### Source
===============

Kent International Returns to US after "Bike Trip" Across Globe; UK Companies Lack Visibility to Lower Supply Tiers; US Truckload Prices on the Rise; Meat Scandal in China Dings McDonald's, KFC

   
 
 
 

$5 Billion

Approximate annual sales of Aurora, Illinois-based OSI Group, a provider of food products worldwide. OSI moved into the news this week when Chinese television showed video at a meat processing plant at one of its subsidiaries - Shanghai Husi Food Co. - which was upsetting to say the least. The video showed workers picking up meat from a factory floor, as well as mixing meat beyond its expiration date with fresh meat. That means PR trouble for McDonald's and KFC in China, which were both sourcing from that plant. This is the second time in recent years, in fact, that KFC has had meat quality issues there, with a scandal about excess antibiotics in its chicken in 2012 that causes sales to plummet.

 
 



 
 
 

4

Number of consecutive months that the Cass Truckload Linehaul Index - which measures per mile costs for shippers, before fuel, accessorials, etc., has risen more than 5% year over year. That with the just out June number, which shows a 5.2% rise versus the same month in 2013. That follows year over year increases of 6%, 5.7%, and 5.8% in March through May, respectively. Cass notes that "As demand continues to increase while capacity exits the marketplace, this year’s procurement events and contract negotiations have not, in general, been ending favorably for shippers." As we said in June, expect logistics costs as a percent of GDP to rise this year, after falling slightly in 2013, according to the State of Logistics report.

===============

### Request 1
Please reproduce the full news roundup above, keeping every line as it appears.

===============

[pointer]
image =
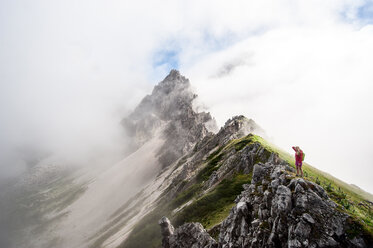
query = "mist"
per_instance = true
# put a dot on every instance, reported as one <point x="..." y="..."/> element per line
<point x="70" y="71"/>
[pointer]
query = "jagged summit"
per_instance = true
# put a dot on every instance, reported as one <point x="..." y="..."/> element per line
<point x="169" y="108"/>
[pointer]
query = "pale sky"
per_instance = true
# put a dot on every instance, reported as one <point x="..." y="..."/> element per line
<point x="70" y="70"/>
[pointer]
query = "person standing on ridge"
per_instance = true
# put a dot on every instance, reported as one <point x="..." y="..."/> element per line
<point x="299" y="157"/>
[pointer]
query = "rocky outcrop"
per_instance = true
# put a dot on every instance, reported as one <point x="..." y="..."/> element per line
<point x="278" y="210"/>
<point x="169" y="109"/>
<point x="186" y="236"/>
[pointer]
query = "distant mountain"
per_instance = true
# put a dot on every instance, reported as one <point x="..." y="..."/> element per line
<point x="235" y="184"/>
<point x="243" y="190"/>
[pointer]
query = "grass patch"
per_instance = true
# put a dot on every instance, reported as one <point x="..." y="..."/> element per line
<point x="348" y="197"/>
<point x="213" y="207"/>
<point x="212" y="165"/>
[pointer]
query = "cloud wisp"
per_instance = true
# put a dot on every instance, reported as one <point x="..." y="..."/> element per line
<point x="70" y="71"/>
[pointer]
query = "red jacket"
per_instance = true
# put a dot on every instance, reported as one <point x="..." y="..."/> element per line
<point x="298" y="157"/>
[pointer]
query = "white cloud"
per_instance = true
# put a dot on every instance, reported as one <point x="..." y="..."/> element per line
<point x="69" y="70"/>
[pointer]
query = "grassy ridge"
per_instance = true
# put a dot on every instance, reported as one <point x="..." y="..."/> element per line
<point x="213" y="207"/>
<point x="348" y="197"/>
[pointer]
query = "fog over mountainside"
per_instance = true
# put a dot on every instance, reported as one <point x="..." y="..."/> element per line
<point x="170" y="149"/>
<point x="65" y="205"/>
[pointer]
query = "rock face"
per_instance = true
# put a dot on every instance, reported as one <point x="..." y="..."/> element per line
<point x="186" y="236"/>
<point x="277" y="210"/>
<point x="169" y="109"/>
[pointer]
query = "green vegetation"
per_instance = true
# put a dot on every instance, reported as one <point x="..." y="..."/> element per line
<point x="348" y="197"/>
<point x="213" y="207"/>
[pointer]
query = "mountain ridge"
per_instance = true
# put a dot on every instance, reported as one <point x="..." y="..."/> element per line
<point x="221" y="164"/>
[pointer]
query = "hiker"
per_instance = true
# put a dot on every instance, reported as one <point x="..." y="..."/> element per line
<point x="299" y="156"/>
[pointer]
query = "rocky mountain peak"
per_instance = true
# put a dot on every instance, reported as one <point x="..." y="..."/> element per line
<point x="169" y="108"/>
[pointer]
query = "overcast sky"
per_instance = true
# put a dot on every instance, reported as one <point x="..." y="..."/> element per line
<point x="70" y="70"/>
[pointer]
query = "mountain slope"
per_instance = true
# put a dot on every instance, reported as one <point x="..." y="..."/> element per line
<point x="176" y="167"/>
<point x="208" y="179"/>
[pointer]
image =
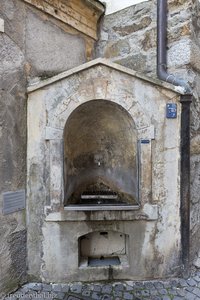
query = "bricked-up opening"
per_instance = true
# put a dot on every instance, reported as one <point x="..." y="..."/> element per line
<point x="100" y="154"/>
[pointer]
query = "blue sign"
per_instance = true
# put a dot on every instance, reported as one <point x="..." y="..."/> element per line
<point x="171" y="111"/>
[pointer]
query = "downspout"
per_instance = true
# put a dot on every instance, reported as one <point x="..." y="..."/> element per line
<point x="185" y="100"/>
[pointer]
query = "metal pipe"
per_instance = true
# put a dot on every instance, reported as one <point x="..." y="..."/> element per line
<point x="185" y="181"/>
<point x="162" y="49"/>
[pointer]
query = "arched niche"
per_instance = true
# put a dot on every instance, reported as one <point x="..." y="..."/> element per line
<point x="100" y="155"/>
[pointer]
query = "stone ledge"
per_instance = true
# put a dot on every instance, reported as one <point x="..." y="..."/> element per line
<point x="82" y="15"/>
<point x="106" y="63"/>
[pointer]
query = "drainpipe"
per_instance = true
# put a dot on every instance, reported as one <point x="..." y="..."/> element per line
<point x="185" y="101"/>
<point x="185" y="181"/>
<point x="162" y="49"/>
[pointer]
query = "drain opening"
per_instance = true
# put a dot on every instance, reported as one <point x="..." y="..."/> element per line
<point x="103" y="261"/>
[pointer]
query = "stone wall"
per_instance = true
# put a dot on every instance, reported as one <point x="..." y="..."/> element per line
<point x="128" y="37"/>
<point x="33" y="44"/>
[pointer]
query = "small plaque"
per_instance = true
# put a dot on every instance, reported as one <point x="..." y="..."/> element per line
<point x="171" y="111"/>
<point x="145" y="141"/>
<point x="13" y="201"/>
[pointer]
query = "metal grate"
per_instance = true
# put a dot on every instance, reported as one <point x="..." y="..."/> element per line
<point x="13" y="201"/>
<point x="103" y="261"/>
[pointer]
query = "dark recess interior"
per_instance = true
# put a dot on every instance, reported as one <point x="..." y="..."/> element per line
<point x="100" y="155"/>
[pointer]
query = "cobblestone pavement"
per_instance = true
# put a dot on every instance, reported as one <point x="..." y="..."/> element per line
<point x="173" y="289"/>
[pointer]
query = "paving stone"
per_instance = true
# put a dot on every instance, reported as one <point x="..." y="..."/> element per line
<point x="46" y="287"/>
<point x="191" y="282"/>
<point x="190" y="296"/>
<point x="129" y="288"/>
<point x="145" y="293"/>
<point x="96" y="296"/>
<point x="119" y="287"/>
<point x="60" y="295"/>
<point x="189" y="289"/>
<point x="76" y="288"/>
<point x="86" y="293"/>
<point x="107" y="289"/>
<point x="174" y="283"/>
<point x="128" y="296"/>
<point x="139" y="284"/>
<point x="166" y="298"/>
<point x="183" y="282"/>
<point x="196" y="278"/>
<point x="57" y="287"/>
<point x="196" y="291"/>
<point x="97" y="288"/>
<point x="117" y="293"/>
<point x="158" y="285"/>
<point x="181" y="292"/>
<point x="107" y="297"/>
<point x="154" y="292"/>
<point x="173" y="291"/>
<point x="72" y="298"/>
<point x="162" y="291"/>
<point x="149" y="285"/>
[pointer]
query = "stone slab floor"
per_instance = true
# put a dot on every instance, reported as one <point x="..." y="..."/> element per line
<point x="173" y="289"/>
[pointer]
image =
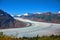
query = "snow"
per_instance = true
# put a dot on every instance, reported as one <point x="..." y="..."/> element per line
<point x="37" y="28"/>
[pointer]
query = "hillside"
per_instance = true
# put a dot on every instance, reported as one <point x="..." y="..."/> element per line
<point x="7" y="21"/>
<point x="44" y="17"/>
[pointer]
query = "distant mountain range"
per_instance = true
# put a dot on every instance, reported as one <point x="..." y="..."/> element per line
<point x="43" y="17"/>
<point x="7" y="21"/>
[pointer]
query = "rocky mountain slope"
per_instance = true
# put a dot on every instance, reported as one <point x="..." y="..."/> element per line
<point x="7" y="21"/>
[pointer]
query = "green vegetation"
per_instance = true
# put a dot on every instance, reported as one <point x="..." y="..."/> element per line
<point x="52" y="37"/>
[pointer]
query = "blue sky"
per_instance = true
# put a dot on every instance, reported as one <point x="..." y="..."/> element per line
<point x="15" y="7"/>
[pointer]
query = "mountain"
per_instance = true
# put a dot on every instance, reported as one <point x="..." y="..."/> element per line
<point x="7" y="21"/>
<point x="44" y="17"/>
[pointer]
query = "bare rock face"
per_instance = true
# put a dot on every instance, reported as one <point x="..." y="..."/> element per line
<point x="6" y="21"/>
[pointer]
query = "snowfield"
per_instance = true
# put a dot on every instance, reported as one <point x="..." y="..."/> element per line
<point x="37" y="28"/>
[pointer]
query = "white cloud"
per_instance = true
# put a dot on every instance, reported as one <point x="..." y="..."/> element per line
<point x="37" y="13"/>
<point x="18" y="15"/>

===============

### Request 2
Pull out each line of the records that contains the string "distant".

### Problem solution 1
Kent International Returns to US after "Bike Trip" Across Globe; UK Companies Lack Visibility to Lower Supply Tiers; US Truckload Prices on the Rise; Meat Scandal in China Dings McDonald's, KFC

   
 
 
 

$5 Billion

Approximate annual sales of Aurora, Illinois-based OSI Group, a provider of food products worldwide. OSI moved into the news this week when Chinese television showed video at a meat processing plant at one of its subsidiaries - Shanghai Husi Food Co. - which was upsetting to say the least. The video showed workers picking up meat from a factory floor, as well as mixing meat beyond its expiration date with fresh meat. That means PR trouble for McDonald's and KFC in China, which were both sourcing from that plant. This is the second time in recent years, in fact, that KFC has had meat quality issues there, with a scandal about excess antibiotics in its chicken in 2012 that causes sales to plummet.

 
 



 
 
 

4

Number of consecutive months that the Cass Truckload Linehaul Index - which measures per mile costs for shippers, before fuel, accessorials, etc., has risen more than 5% year over year. That with the just out June number, which shows a 5.2% rise versus the same month in 2013. That follows year over year increases of 6%, 5.7%, and 5.8% in March through May, respectively. Cass notes that "As demand continues to increase while capacity exits the marketplace, this year’s procurement events and contract negotiations have not, in general, been ending favorably for shippers." As we said in June, expect logistics costs as a percent of GDP to rise this year, after falling slightly in 2013, according to the State of Logistics report.

### Problem solution 2
query = "distant mountain"
query = "distant mountain range"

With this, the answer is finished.